Dataset extract:
━━━

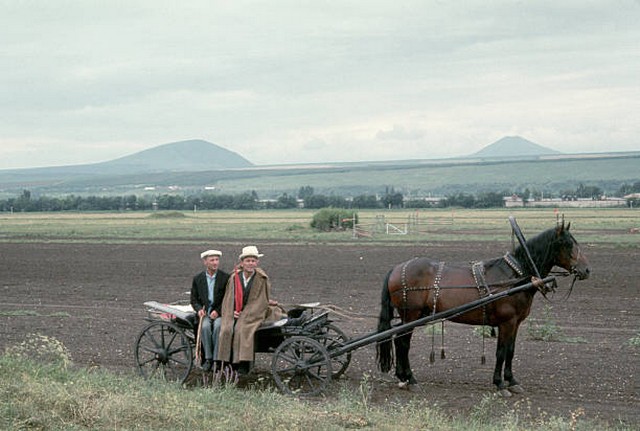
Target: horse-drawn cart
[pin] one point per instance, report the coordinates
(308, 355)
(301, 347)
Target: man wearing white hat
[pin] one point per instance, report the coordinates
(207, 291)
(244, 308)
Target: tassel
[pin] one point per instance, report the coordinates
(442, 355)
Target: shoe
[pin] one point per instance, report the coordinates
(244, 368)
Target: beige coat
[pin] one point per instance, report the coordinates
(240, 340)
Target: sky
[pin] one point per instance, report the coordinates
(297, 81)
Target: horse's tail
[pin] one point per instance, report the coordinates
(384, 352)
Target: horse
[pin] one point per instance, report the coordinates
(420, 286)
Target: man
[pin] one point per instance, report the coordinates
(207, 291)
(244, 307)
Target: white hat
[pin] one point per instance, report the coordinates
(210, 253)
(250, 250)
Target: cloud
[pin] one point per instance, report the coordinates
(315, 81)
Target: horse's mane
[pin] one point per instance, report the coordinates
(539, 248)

━━━

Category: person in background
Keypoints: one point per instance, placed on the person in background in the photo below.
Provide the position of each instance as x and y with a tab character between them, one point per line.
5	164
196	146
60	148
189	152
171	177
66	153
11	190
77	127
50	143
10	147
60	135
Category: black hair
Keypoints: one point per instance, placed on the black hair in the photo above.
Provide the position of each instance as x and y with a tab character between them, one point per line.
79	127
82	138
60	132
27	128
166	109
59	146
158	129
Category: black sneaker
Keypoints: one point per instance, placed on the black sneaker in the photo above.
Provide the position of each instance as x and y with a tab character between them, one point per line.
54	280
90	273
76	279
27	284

━━━

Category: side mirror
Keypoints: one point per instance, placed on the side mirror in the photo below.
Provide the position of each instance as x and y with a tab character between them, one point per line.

━━━

Stated goal: Extract every line of the records that contains the word "hair", matching case exactly.

Answer for the task:
Category: black hair
Keypoints: one point per instance, placed on the black hair in the photo above.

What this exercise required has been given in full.